* УСЛОВИЕ ЗАДАНИЯ *
Сократите абзац фрагмента, начинающийся словами «Другое дело Гроссман», сохранив его основные факты.

* ФРАГМЕНТ ТЕКСТА *

▶

Однажды комиссар "Усыскина" предложил пойти вместе с ним и двумя матросами по обстреливаемому немцами волжскому льду, чтобы передать письма, водку, еду повкуснее нашим морякам, установившим свой НП на чердаке одного из сталинградских полусгоревших домов на улице, занятой немцами. Комиссар мне только предложил, не приказал, он не был моим прямым начальником, и, если бы не стыд, я бы отказался.
Другое дело Гроссман. Он подчинялся не сталинградскому военному начальству, а московской редакции. Никто на фронте не мог ему приказывать. Но он с жадностью и отвагой художника искал истину войны, искал ее на той огневой черте, где смерть выла, пела над головой. Бог охранял его, он не был ни разу ранен. Его настигла не немецкая пуля, а другое страшное оружие.
На войне он был целомудренно чист, презирал тех литераторов, кто заискивал перед начальством, то униженно, то нагло выпрашивал награды и звания, кто ленился появляться на передовой. Был верен жене, в отличие от многих нас, грешных.

◀

* ПРЕДСТАВЛЕННЫЕ ДАННЫЕ *
▶

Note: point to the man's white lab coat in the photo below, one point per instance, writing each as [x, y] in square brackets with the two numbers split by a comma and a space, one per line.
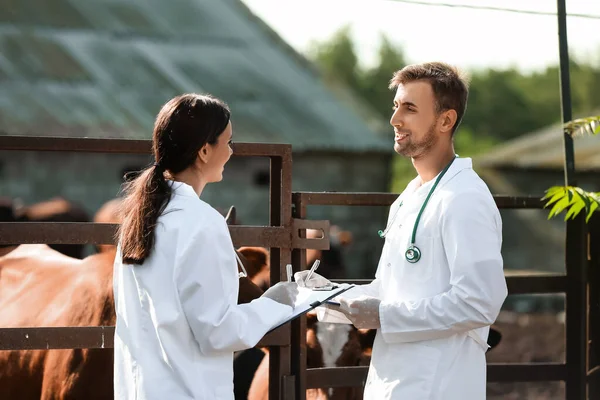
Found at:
[435, 314]
[178, 321]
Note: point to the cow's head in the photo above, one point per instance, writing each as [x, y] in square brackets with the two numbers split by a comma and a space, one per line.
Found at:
[337, 345]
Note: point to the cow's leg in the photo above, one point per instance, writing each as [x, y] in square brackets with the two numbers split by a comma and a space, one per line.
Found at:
[21, 374]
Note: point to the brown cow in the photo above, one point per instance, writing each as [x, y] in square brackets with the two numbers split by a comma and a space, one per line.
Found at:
[327, 345]
[40, 287]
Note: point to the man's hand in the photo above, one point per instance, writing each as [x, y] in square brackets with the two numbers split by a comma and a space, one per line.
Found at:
[363, 312]
[315, 280]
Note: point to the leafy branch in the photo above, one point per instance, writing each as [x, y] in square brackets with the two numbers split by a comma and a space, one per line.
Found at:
[573, 199]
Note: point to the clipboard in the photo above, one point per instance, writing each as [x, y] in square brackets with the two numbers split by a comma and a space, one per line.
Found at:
[315, 299]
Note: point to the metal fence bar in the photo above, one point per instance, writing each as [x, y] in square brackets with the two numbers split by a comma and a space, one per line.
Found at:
[123, 146]
[576, 299]
[96, 233]
[299, 325]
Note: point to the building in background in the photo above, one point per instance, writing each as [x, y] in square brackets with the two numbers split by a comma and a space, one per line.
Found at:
[527, 166]
[103, 69]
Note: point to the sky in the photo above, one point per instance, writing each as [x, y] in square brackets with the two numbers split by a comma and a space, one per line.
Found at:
[469, 38]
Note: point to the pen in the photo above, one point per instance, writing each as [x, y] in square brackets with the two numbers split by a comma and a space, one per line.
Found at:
[312, 269]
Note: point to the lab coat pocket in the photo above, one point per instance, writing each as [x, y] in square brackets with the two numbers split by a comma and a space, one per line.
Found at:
[408, 371]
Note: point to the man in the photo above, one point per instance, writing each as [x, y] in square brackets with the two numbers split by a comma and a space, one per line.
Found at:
[439, 284]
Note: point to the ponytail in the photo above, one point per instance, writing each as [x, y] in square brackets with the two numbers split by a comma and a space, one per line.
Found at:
[145, 199]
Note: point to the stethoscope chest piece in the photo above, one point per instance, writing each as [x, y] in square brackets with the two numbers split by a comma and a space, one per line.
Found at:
[413, 254]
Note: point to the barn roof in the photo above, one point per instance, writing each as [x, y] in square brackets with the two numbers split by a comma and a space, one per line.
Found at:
[543, 149]
[103, 68]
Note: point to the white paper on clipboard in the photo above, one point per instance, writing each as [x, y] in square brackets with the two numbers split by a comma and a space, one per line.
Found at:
[309, 299]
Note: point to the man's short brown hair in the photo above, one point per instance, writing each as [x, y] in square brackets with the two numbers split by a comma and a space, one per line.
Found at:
[450, 86]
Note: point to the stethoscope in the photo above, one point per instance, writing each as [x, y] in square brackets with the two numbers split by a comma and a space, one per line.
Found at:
[413, 253]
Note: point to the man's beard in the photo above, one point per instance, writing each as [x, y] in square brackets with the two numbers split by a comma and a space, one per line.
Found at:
[414, 149]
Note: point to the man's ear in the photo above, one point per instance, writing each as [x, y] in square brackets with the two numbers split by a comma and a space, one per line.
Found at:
[447, 120]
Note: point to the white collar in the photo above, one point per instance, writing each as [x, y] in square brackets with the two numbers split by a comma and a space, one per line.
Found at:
[182, 189]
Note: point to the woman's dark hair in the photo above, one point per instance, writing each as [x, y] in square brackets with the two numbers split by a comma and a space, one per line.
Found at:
[183, 126]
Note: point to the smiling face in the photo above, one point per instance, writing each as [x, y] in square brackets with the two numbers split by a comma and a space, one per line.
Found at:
[414, 119]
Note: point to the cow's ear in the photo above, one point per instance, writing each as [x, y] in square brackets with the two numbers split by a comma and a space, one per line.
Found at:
[366, 338]
[230, 218]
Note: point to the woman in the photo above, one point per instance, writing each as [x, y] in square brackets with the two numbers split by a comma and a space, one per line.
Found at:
[175, 273]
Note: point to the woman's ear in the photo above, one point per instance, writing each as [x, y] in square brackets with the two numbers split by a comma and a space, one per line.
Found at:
[204, 153]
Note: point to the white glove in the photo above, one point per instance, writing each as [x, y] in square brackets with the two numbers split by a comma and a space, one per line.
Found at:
[283, 292]
[363, 311]
[315, 280]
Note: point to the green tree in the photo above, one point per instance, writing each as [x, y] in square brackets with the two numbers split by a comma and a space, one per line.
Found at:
[572, 199]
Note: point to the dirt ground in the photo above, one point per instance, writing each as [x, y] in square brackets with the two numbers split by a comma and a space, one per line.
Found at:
[528, 338]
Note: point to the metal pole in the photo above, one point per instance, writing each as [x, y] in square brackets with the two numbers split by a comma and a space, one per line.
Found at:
[576, 244]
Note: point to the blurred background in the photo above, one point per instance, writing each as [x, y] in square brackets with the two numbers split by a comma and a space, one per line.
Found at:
[313, 74]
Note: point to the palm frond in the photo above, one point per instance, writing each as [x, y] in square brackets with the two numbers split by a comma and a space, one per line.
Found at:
[571, 199]
[582, 126]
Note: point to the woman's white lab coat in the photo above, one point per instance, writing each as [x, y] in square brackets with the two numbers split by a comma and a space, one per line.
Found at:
[178, 321]
[435, 314]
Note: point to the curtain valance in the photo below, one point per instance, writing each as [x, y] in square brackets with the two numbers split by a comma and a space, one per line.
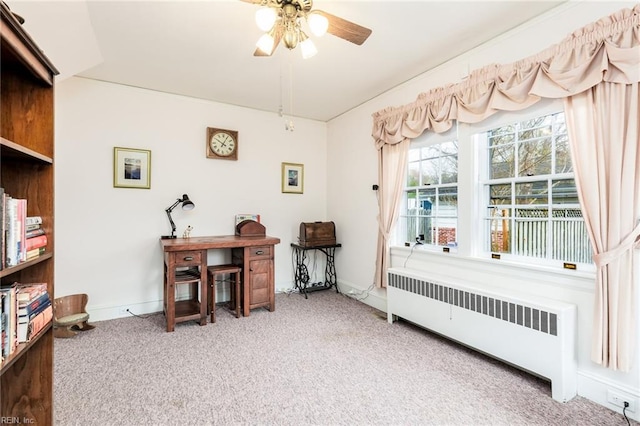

◀

* РЕШЕНИЕ ЗАДАЧИ *
Гроссман подчинялся не сталинградскому военному начальству, а московской редакции, поэтому на фронте ему никто не мог приказывать. Несмотря на это, он смело искал истину войны на самой огневой черте. Он ни разу не был ранен, а настигла его не немецкая пуля, а другое страшное оружие.